**Text excerpt**
In her new book, Renaissance Rivals: Michelangelo, Leonardo, Raphael, Titian, Rona Goffen discusses the rivalries among four outstanding and extremely influential Italian Renaissance artists. The book is divided into eight chapters. The first three, which are grouped together as a “Preamble,” examine key Renaissance concepts such as imitatio and the paragone in light of artistic competition. These chapters go on to explore several fifteenth-century cases of rivalry among artists working mostly for courtly patrons, thereby offering precedents for the sixteenth-century artistic competitions that are at the heart of this book. Most of the cinquecento cases are divided into four chapters, with Michelangelo, the focus of chapter 4, acting as the “Protagonist,” and Leonardo, Raphael, and Titian, the subjects of chapters 5, 6, and 7 respectively, featuring as his “Antagonists.” Bandinelli’s and Cellini’s schemings for commissions and greater glory are discussed in the eighth and final chapter, which serves as a somewhat loose-ended “Coda.”

**Task instructions**
**1)** In one to three sentences, explain the role the book review excerpt assigns to the fifteenth-century rivalries examined in the opening chapters.
**2)** Summarize the book review excerpt in two sentences.
**3)** According to the book review excerpt, which chapter discusses Bandinelli and Cellini?
The listing that comes next is separate material, unrelated to the book review excerpt.

**Given information**
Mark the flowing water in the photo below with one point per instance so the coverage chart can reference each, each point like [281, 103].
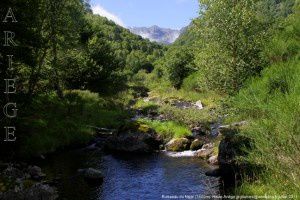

**Exercise answers**
**1)** The first three chapters explore fifteenth-century cases of rivalry among artists who worked mostly for courtly patrons. In doing so, they offer precedents for the sixteenth-century artistic competitions at the heart of the book.

**2)** Rona Goffen's Renaissance Rivals examines the rivalries among Michelangelo, Leonardo, Raphael, and Titian across eight chapters, opening with a three-chapter "Preamble" on concepts such as imitatio and the paragone and on fifteenth-century precedents. Chapters 4 through 7 cast Michelangelo as the "Protagonist" and the other three artists as his "Antagonists," and a final "Coda" addresses Bandinelli's and Cellini's schemes for commissions and glory.

**3)** The eighth and final chapter, the "Coda."